== Contour annotation records ==
···

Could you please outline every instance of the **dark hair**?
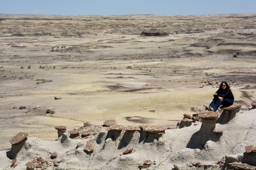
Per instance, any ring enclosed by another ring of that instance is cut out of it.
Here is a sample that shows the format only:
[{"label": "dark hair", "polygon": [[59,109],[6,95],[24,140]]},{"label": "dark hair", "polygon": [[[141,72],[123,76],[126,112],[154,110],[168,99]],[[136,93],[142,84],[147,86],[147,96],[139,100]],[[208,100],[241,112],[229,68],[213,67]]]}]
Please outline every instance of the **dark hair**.
[{"label": "dark hair", "polygon": [[224,83],[225,85],[226,85],[226,89],[228,89],[229,88],[229,86],[228,85],[228,83],[225,81],[223,81],[223,82],[221,82],[221,83],[220,83],[220,87],[219,87],[219,88],[221,88],[221,85],[222,85],[222,84],[223,83]]}]

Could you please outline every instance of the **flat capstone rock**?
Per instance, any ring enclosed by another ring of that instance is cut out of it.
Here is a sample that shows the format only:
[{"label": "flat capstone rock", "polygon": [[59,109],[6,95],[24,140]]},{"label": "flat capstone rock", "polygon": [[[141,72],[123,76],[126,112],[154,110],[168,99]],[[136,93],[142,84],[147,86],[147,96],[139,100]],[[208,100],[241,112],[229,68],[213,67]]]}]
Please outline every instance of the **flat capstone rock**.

···

== What you have to do ==
Rewrite every line of the items above as a Markdown table with the columns "Row" and "Line", numbering the rows and skipping blank lines. Leave the pictures out.

== Result for this exercise ==
| Row | Line |
|---|---|
| 1 | Could you please outline every instance of the **dark hair**? |
| 2 | Per instance, any ring enclosed by another ring of that instance is cut out of it. |
| 3 | Here is a sample that shows the format only: |
| 4 | [{"label": "dark hair", "polygon": [[59,109],[6,95],[24,140]]},{"label": "dark hair", "polygon": [[[141,72],[123,76],[126,112],[154,110],[168,99]],[[136,93],[142,84],[147,86],[147,96],[139,100]],[[208,100],[241,112],[229,68],[213,67]]]}] |
| 5 | Please outline every instance of the **dark hair**. |
| 6 | [{"label": "dark hair", "polygon": [[224,83],[225,85],[226,85],[226,89],[228,89],[229,88],[229,86],[228,85],[228,83],[225,81],[223,81],[223,82],[221,82],[221,83],[220,83],[220,87],[219,87],[219,88],[221,88],[221,85],[222,85],[222,84],[223,83]]}] |
| 7 | Could you please outline every instance of the **flat capstone rock**? |
| 8 | Per instance, any ring enclosed by another ring of that instance is cut out of it. |
| 9 | Here is a sample that shows the format only: |
| 10 | [{"label": "flat capstone rock", "polygon": [[59,109],[6,95],[24,140]]},{"label": "flat capstone rock", "polygon": [[[141,72],[123,76],[126,112],[154,110],[168,99]],[[136,93],[142,84],[147,86],[147,96],[139,100]],[[208,100],[241,112],[229,68],[213,67]]]}] |
| 11 | Please outline every instance of the **flat capstone rock**. |